Invito a presentare contributi: “Multifunctional Ponds: Irrigation, Water Security and Eco-Enjoying in Rural Perspective”
Fabio Carnelli, ricercatore in scienze sociali e Risk and disaster research, pone all’attenzione di geografe e geografi l’invito a presentare contributi sul tema:
Multifunctional Ponds: Irrigation, Water Security and Eco-Enjoying in Rural Perspective
Si tratta di un panel che propone con Giorgio Osti all’interno dell’European Society for Rural Sociology Conference 2019. La deadline per l’invio dell’abstract (a meno di rinvii, per i quali si prega di verificare direttamente il sito indicato in fondo a questo post) è il 10 gennaio 2019.
Di seguito quanto pervenuto:
“MULTIFUNCTIONAL PONDS: IRRIGATION, WATER SECURITY AND ECO-ENJOYING IN RURAL PERSPECTIVE
Convenors: Giorgio Osti, University of Trieste, Italy, giorgio.osti@dispes.
Climate change and intense urbanisation call for a new balance between land and water, cities and countryside. The hydraulic systems thought for protecting towns from floods and ensuring water for farmers need for new configurations. A complex system of multifunctional ponds and multiscale ditches (water network) are necessary for facing the climate change. Rural areas are asked to increase their capacity to keep water for several purposes: irrigation, water security and safety, people enjoyment and wetland protection. Such a task has distributional effects (more land for water), requires new coordination among landowners, inter-sectorial actions of public administration, agreements with city-users.

VOCI =
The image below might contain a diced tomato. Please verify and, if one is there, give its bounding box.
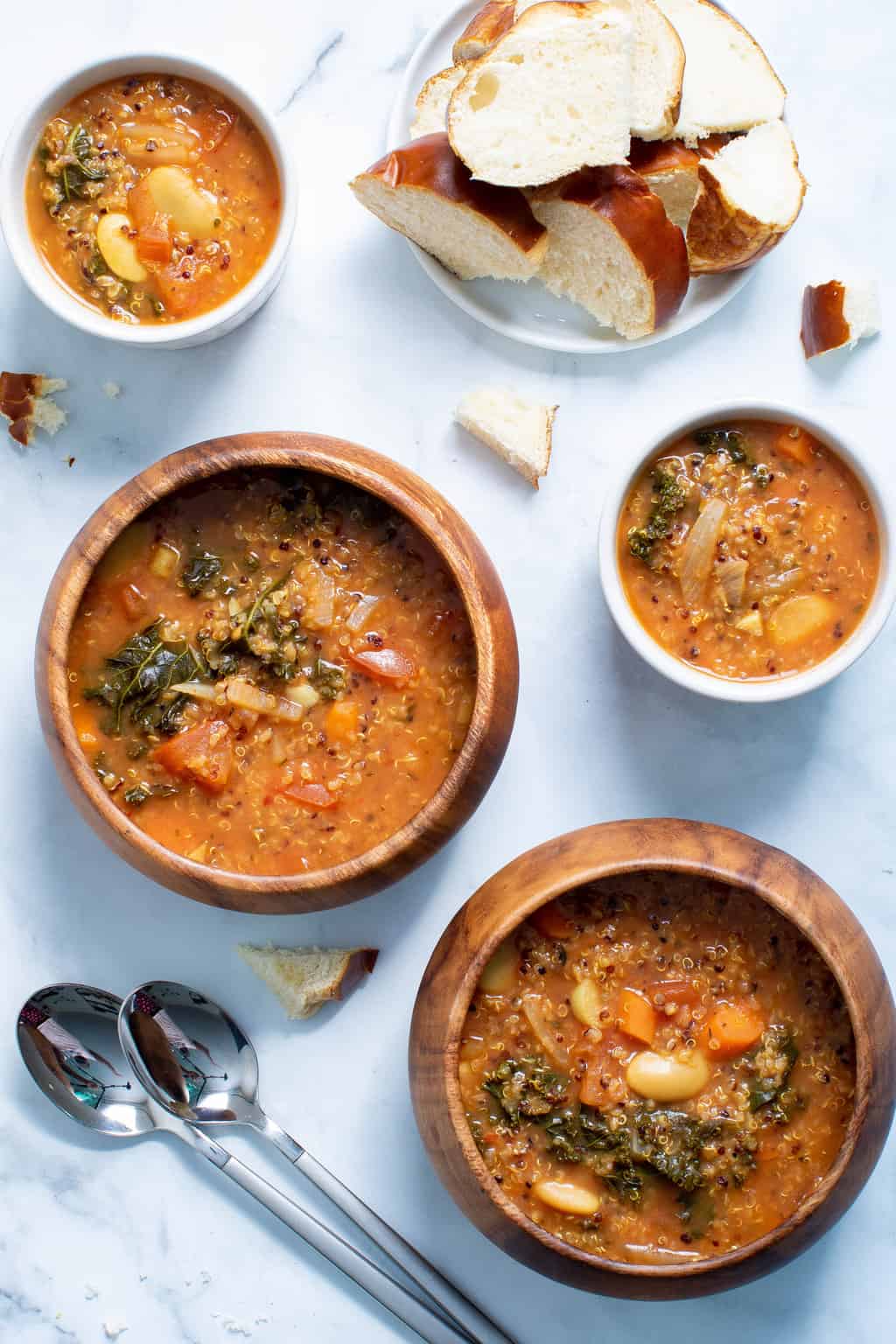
[617,989,657,1046]
[155,262,209,317]
[151,719,234,793]
[276,783,339,812]
[348,649,416,685]
[324,700,360,742]
[529,900,575,940]
[136,215,172,265]
[118,584,146,621]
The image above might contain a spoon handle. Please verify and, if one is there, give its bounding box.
[180,1125,483,1344]
[262,1116,513,1344]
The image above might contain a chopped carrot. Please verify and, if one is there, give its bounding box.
[276,783,339,812]
[529,900,575,938]
[650,980,700,1004]
[700,1003,766,1059]
[617,989,657,1046]
[348,649,416,685]
[775,424,816,466]
[136,215,173,265]
[324,700,360,742]
[118,584,146,621]
[151,719,234,793]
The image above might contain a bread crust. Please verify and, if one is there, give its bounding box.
[799,279,853,359]
[352,132,547,254]
[535,164,690,331]
[688,136,808,276]
[452,0,516,66]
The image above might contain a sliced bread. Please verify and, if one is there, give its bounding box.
[628,140,700,234]
[411,62,469,140]
[0,372,68,447]
[452,0,516,65]
[454,387,557,491]
[236,943,377,1018]
[351,132,547,279]
[655,0,788,145]
[799,279,881,359]
[449,0,632,187]
[516,0,685,140]
[688,121,806,276]
[532,165,688,340]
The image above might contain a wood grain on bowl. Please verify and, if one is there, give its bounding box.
[410,820,896,1299]
[36,433,519,914]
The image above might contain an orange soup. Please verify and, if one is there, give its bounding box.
[618,421,880,680]
[25,75,281,323]
[68,472,475,875]
[459,873,854,1264]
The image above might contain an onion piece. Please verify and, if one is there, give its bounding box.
[171,682,218,704]
[227,676,304,723]
[522,995,570,1068]
[346,597,383,630]
[681,499,728,606]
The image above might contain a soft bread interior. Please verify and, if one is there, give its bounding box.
[533,199,654,340]
[411,62,467,140]
[352,175,545,279]
[655,0,786,144]
[844,285,881,346]
[449,0,632,187]
[454,387,556,489]
[704,121,806,228]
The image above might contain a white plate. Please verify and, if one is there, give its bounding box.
[387,0,752,355]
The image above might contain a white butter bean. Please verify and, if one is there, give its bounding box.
[97,215,148,281]
[145,164,219,238]
[570,980,603,1027]
[626,1050,710,1101]
[532,1180,600,1218]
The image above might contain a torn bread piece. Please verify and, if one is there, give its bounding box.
[411,62,469,140]
[454,387,557,491]
[514,0,685,140]
[688,121,806,276]
[236,943,379,1020]
[351,132,548,279]
[628,140,700,234]
[799,279,881,359]
[0,372,68,447]
[449,0,632,187]
[654,0,788,145]
[452,0,516,66]
[530,165,690,340]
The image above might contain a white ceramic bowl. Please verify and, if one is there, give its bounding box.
[0,51,297,349]
[598,401,896,704]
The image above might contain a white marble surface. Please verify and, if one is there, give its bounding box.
[0,0,896,1344]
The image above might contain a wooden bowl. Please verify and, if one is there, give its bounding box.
[410,820,896,1299]
[35,434,519,914]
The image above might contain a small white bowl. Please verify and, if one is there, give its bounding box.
[598,401,896,704]
[0,51,297,349]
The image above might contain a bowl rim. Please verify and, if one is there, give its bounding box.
[0,48,297,348]
[598,398,896,704]
[430,817,873,1286]
[36,431,519,914]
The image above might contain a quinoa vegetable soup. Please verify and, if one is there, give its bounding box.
[458,872,854,1264]
[68,471,475,876]
[618,421,880,680]
[25,74,281,324]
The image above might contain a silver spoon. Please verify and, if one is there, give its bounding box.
[118,980,510,1344]
[18,984,497,1344]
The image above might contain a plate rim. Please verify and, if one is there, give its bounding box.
[386,0,755,355]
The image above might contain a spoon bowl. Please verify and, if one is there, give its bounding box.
[16,984,158,1138]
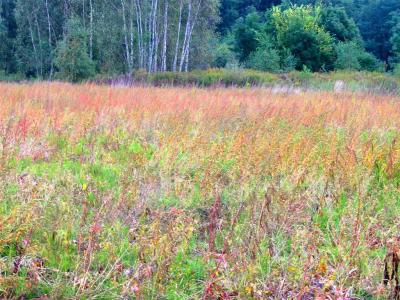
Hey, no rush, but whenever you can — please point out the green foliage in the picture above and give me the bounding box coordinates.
[233,11,262,63]
[393,64,400,78]
[246,35,281,72]
[271,6,334,71]
[335,42,382,71]
[321,6,361,42]
[212,36,238,69]
[56,18,95,82]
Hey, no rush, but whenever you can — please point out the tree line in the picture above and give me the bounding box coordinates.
[0,0,400,81]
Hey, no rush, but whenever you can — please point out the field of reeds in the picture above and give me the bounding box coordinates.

ESERCIZIO SCRITTO =
Secondo l'invito a presentare contributi, qual è la scadenza per l'invio dell'abstract?

RISULTATO DELL'ESERCIZIO =
Il 10 gennaio 2019, a meno di rinvii.